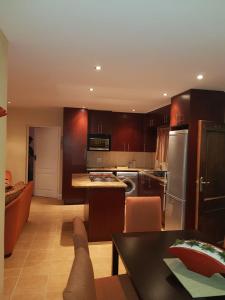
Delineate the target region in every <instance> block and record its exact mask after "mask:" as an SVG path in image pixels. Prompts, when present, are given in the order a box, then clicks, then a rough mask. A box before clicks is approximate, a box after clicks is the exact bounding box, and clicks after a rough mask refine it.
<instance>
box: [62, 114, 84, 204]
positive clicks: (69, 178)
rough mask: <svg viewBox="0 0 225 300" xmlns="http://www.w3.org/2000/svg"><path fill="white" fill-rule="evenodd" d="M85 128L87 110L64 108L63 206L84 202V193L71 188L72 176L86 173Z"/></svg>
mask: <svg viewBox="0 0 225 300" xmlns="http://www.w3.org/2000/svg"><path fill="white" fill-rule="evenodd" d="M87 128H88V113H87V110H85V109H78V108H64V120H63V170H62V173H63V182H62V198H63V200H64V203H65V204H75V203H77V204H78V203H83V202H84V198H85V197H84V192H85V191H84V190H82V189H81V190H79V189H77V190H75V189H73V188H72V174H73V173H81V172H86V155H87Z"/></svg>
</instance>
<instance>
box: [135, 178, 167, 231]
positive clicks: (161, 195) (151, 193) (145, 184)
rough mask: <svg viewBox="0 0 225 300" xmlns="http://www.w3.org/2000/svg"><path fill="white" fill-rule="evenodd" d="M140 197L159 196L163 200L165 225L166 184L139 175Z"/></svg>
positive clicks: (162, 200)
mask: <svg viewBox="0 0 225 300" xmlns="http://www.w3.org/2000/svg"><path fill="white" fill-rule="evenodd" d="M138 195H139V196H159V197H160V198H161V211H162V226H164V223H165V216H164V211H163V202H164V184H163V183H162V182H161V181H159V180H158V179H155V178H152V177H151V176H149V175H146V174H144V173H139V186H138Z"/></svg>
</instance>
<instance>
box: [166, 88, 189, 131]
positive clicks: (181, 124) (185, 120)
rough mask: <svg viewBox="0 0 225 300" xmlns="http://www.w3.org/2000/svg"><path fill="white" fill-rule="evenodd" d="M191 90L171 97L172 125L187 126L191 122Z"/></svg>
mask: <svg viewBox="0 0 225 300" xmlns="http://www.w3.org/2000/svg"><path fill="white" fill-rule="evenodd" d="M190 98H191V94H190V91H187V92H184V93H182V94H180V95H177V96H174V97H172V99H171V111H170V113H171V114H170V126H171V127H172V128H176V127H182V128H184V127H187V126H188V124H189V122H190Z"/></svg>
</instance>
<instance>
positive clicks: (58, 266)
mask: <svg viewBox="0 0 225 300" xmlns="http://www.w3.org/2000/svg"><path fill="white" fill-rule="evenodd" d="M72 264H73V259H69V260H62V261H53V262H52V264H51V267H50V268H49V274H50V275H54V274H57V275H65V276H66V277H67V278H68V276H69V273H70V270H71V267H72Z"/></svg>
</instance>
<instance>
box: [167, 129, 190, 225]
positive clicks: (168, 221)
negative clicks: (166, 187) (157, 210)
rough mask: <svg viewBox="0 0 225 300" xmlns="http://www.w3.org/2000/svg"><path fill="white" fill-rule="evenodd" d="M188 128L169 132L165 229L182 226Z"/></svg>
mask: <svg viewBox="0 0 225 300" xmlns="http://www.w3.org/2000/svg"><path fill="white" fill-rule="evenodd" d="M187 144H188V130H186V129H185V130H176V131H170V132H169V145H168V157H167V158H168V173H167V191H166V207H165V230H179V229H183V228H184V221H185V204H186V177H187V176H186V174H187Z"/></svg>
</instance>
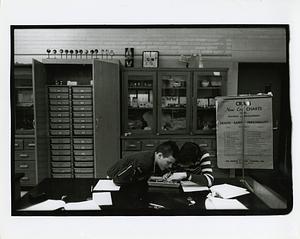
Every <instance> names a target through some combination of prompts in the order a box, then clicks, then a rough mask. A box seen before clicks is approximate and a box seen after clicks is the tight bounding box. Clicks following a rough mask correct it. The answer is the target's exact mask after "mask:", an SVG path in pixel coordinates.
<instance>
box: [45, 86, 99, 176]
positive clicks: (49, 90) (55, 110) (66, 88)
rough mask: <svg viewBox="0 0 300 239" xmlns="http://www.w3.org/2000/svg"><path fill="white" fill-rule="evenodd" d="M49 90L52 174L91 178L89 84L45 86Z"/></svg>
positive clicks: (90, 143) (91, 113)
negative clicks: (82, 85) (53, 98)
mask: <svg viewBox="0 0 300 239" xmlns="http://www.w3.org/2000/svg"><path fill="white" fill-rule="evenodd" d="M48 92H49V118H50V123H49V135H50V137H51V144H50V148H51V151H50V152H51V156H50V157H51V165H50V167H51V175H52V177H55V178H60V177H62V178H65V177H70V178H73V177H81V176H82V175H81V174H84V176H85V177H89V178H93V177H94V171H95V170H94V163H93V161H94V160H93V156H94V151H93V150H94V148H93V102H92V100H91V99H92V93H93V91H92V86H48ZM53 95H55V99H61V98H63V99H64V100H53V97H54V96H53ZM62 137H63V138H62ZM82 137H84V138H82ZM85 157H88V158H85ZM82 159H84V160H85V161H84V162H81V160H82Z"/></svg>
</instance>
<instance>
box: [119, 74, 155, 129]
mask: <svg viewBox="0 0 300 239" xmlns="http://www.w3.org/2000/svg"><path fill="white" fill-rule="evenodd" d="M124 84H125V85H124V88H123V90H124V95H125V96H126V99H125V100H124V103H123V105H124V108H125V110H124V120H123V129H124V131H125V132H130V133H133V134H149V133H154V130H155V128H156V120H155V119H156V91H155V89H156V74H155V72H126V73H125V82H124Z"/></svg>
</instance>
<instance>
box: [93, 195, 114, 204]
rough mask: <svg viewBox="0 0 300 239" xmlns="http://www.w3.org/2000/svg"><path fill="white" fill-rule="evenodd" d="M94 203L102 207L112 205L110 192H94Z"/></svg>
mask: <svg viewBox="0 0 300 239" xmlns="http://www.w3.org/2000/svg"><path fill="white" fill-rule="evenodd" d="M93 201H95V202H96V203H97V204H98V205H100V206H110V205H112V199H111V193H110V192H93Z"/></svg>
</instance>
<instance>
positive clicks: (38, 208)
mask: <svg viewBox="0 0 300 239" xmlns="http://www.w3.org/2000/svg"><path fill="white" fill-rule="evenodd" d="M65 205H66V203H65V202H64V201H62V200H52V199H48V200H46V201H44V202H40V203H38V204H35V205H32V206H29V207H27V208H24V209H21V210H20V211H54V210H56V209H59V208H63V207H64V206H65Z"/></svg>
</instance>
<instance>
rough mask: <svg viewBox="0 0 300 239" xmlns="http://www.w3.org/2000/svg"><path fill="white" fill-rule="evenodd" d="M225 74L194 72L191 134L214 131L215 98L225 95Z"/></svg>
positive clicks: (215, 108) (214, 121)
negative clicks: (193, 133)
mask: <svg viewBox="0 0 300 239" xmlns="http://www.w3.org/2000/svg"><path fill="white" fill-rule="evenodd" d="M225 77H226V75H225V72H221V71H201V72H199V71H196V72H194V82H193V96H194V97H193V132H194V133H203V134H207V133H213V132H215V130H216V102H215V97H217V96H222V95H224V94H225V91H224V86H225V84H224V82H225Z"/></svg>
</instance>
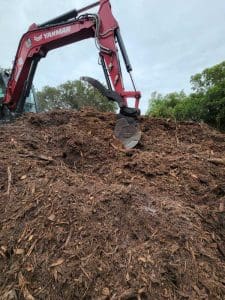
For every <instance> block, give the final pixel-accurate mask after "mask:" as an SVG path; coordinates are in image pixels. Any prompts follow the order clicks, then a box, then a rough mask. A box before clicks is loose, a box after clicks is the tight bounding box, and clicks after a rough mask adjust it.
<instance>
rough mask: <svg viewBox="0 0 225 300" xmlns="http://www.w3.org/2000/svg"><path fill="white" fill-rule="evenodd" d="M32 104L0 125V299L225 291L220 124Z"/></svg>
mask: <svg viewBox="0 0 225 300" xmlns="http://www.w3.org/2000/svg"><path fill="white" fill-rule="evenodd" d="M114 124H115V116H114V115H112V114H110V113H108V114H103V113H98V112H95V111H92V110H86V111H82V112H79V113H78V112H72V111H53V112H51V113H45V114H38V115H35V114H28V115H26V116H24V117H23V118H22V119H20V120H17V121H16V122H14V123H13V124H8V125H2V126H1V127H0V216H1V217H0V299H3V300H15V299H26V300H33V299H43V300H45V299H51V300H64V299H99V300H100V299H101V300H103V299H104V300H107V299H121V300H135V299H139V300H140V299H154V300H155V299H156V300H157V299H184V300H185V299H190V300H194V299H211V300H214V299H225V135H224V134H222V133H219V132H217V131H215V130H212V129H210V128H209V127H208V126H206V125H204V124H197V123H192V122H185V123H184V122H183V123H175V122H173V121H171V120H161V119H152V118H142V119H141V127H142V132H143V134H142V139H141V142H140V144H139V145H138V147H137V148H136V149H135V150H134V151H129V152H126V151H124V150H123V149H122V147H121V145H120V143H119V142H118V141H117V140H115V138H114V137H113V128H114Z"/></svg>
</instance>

☆ ☆ ☆ ☆

* **TASK DETAILS**
Which lines of the listing above hold the word "before"? Copy each of them.

* **SOLUTION FOR THIS PROBLEM**
Delineate the target region in every <instance> block and record its exact mask after "mask:" as an SVG path in image pixels. Prompts, when present, are given in the order a box, then clicks, then a rough mask. A box before clicks is approximate, a box after clicks is the exact bounding box, and clicks after a rough mask refine it.
Every <instance> names a target through some combination of prompts in the order a box, then clicks, then a rough mask. A box seen before clicks is approximate and a box seen after clicks is the tight bounding box. Clicks following a rough mask correct it. The answer is the target's exact mask after "mask:", an SVG path in pixel coordinates.
For every <instance> block, give the final pixel-accurate mask after "mask:" as an SVG path; coordinates are in image pixels. Any prompts follow the order clicks, then a box, then a rough mask. A box before clicks is loose, a box after clicks is the tight bounding box, and clicks after a rough mask adjust it.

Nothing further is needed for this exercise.